[Exercise goal] In the text about making Processed, what was the earlier version of Processed called?

Why did you make Processed?
Nine years ago I decided I was going to learn to play the harp. Not a harmonica, but a proper orchestral pedal harp. I signed up for lessons, and practiced at harp school for two hours a day, every day for a year. I got good enough to play Avril 14th right through but was still a total beginner.
I knew the harp sounded gorgeous, but I also knew with a bit of Reaktor love I could make it sound so much better. So I stuck a mic in front of the harp and started building Processed.
It was designed with pure harp tones in mind as the input source, though it works great with almost any harmonic or melodic source run through it.
Processed has been refined over the years. I made an earlier version called Invert The Universe (image below) which actually has more features including pitchshifting on the input, filters on all the loops and dedicated post FX on certain loop channels, but I found as my playing developed I didn’t use any of it, so those extras got the chop.
I grew up in the ’90s so my references for life-changing sound worlds are the layered harp samples of Bows, the otherworldly glitched ambience of Oval and the gorgeous wooziness of MBV. This means when I make music with Processed it sounds like this:
This track is from my new album, Processed Harp Works, Volume 2, which was made entirely with Processed.
I played my harp in front of a single mic that was run into Processed.
I used Processed’s 16-Outs mode to multitrack everything into Live, where I could then edit the rubbish bits out of the recordings. Easy! Hopefully you’ll be able to knock an album out with it too!
Read More: ‘gazed and Confused: A Guide to Shoegaze in your DAW.
How Processed Works
Processed can be run in stand-alone mode or within a DAW such as Logic or Ableton Live. Put it in Stereo Output mode (for now) and run some audio into the input – either a loop or a record armed track.

[Material provided]
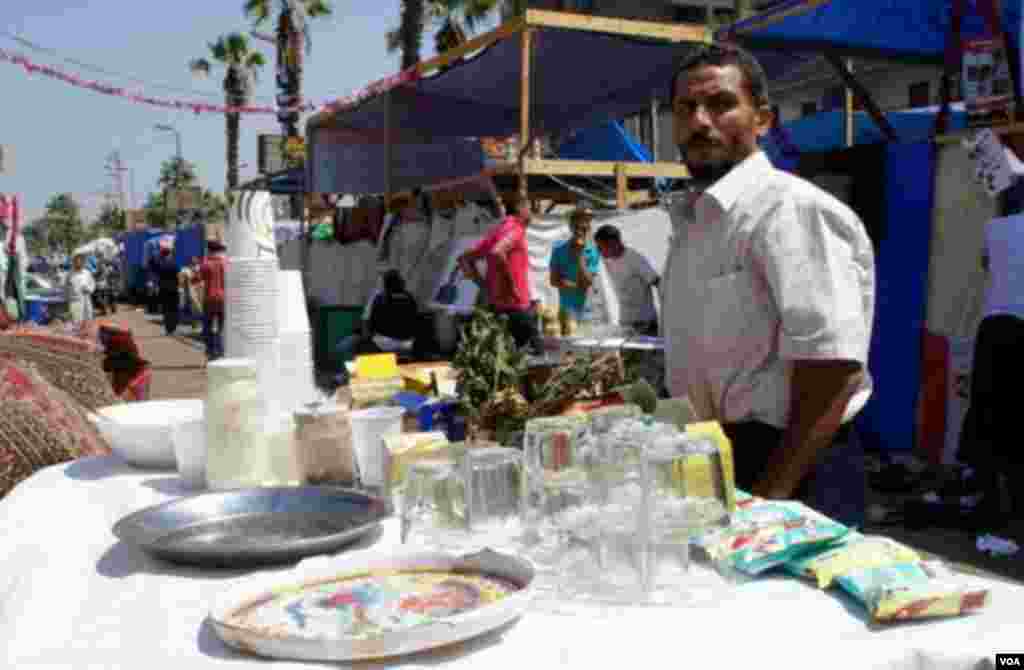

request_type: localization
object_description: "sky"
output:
[0,0,471,227]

[Correct answer] Invert The Universe